• [Stated goal]:
Please tally the lines in the data below that contain the string "hood" and give only that number.

• [The data]:
= = = = =

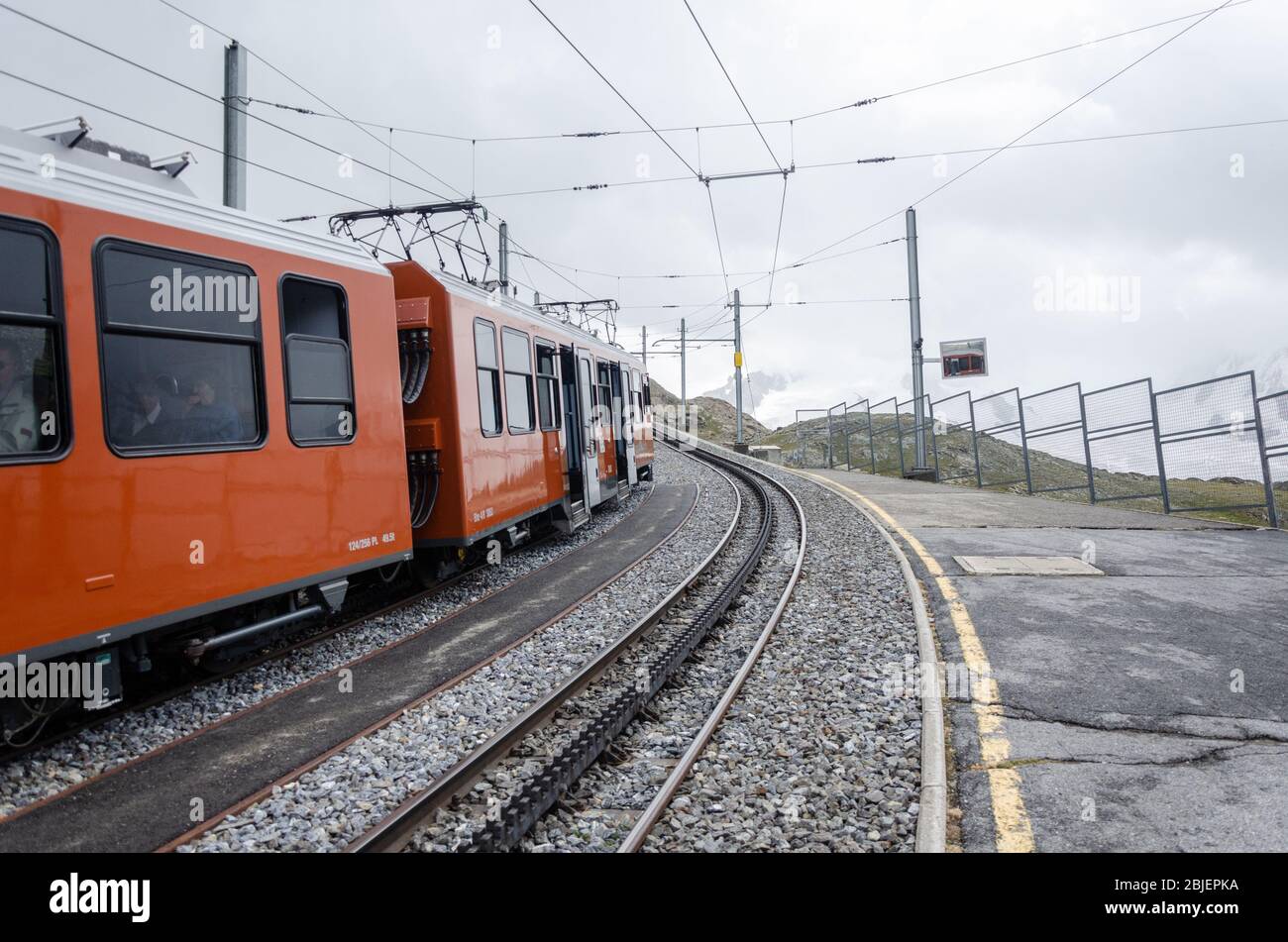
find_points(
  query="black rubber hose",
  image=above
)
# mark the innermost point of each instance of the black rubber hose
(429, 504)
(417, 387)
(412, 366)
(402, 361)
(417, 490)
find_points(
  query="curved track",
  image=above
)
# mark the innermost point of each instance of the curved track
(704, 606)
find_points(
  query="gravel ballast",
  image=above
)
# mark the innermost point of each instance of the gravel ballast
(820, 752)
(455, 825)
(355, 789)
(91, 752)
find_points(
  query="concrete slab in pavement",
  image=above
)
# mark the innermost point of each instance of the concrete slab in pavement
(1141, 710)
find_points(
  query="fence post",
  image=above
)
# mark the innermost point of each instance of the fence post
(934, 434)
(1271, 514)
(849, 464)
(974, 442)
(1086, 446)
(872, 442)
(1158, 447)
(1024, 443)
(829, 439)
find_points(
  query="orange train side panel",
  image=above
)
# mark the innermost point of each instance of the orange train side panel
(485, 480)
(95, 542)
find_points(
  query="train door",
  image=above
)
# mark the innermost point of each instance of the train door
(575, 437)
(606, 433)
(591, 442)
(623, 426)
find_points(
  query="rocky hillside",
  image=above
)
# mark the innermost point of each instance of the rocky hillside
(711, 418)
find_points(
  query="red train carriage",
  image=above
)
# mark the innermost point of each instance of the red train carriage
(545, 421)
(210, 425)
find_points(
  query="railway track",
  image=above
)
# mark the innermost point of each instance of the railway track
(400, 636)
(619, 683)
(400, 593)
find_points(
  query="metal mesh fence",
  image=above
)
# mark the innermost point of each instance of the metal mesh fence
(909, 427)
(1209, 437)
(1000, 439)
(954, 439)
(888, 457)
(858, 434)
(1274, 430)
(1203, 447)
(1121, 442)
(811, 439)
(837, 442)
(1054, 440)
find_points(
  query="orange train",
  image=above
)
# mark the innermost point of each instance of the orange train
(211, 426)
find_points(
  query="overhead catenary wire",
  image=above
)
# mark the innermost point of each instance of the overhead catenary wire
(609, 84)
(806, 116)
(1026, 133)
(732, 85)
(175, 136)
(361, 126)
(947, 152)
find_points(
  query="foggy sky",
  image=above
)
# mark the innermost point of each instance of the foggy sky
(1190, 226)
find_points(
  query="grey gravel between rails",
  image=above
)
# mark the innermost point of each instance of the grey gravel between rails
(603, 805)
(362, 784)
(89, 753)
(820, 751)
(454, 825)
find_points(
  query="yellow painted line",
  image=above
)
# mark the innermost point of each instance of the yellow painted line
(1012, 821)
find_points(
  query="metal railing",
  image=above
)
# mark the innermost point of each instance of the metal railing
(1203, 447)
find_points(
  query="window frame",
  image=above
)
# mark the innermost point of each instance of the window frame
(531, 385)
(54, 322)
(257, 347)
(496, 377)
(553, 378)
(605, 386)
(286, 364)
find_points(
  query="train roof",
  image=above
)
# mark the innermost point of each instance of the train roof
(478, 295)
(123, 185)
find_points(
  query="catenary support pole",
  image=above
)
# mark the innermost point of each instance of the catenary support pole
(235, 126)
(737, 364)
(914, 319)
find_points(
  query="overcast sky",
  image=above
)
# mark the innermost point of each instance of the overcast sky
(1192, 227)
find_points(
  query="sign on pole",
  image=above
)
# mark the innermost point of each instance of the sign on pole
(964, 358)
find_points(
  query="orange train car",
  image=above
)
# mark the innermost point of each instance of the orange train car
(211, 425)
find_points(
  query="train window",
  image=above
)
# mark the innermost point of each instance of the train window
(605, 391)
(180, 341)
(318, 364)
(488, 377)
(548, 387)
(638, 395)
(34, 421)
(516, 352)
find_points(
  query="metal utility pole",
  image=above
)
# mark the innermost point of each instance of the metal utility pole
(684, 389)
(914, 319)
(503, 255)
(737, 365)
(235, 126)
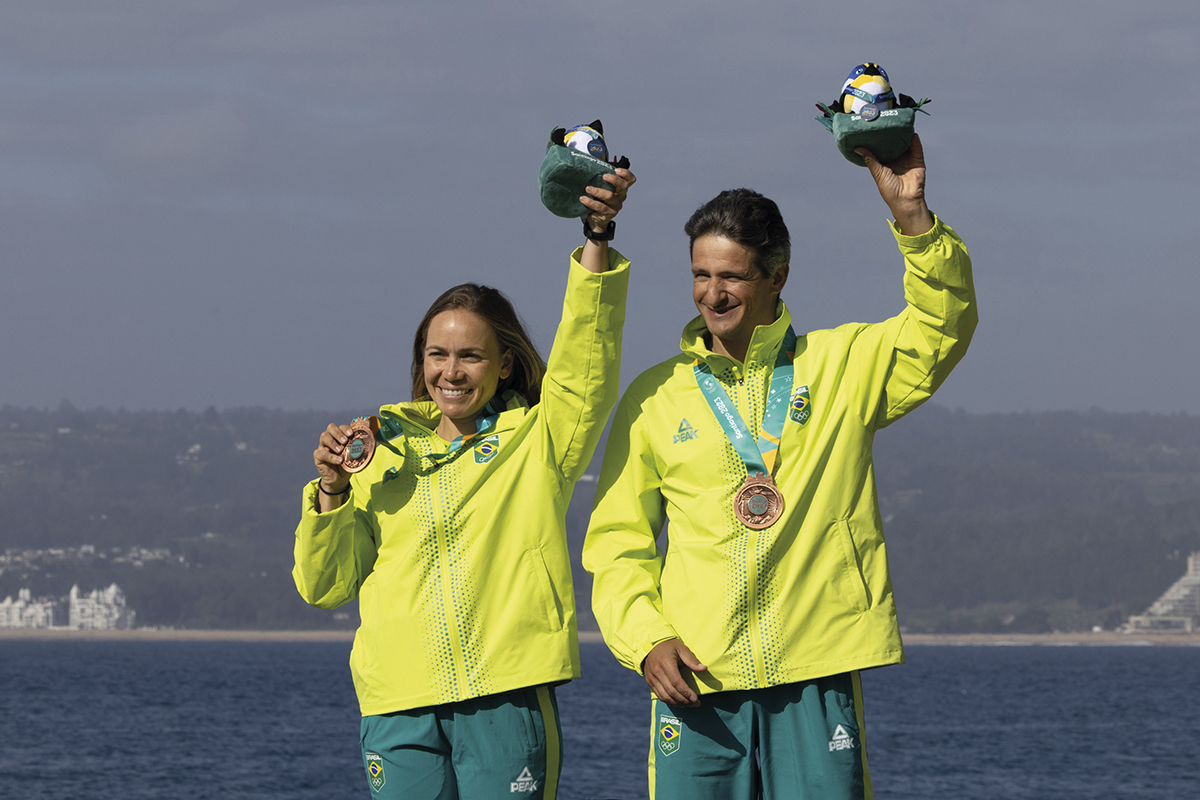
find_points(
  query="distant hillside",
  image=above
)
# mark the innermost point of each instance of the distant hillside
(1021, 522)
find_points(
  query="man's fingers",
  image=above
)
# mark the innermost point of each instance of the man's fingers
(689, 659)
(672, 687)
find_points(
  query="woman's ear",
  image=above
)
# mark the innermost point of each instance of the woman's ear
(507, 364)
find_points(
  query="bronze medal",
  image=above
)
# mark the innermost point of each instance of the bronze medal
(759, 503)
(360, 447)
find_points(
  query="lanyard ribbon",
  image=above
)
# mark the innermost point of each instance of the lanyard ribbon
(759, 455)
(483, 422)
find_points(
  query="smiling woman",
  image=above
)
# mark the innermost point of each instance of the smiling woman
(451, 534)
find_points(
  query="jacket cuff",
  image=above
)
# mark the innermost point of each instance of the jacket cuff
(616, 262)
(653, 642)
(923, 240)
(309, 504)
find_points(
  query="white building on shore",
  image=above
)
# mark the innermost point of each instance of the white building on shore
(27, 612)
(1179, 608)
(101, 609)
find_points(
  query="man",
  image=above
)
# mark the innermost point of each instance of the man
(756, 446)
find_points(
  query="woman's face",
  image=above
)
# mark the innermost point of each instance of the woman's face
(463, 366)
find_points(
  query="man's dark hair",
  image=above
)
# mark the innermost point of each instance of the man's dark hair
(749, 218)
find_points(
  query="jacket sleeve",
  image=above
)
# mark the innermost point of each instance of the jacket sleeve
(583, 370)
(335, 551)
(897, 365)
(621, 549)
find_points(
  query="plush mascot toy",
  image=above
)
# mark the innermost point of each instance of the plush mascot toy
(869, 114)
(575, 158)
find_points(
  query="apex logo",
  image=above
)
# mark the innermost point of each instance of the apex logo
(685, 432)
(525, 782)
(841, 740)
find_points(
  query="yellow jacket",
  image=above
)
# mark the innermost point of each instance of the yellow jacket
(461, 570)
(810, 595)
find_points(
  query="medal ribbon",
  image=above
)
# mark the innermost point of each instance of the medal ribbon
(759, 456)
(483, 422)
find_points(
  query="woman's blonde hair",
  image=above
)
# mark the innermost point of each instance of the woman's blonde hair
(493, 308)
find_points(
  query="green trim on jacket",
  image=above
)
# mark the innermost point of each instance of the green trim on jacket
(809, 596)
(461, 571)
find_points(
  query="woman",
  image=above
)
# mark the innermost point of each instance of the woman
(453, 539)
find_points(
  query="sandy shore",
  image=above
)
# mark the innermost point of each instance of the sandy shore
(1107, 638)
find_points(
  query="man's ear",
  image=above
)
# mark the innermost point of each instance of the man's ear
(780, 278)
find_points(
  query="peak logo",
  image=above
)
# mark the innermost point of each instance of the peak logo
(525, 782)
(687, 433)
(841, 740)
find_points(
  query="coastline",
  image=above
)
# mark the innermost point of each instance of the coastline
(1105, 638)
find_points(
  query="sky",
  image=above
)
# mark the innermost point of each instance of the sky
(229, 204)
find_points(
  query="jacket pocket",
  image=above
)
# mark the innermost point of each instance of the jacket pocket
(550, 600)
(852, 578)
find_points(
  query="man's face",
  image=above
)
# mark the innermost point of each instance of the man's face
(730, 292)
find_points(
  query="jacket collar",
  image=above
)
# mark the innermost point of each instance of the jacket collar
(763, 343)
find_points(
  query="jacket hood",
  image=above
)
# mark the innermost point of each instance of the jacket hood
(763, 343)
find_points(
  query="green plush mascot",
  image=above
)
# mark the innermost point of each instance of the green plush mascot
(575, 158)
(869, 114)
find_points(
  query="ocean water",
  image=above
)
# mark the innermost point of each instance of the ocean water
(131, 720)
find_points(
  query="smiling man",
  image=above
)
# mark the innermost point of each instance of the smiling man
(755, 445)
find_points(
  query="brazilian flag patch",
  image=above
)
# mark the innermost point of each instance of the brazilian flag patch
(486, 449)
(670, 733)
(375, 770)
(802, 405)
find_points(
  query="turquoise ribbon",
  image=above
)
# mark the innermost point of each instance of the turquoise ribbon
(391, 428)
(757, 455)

= = = = =

• [Output of the exercise]:
2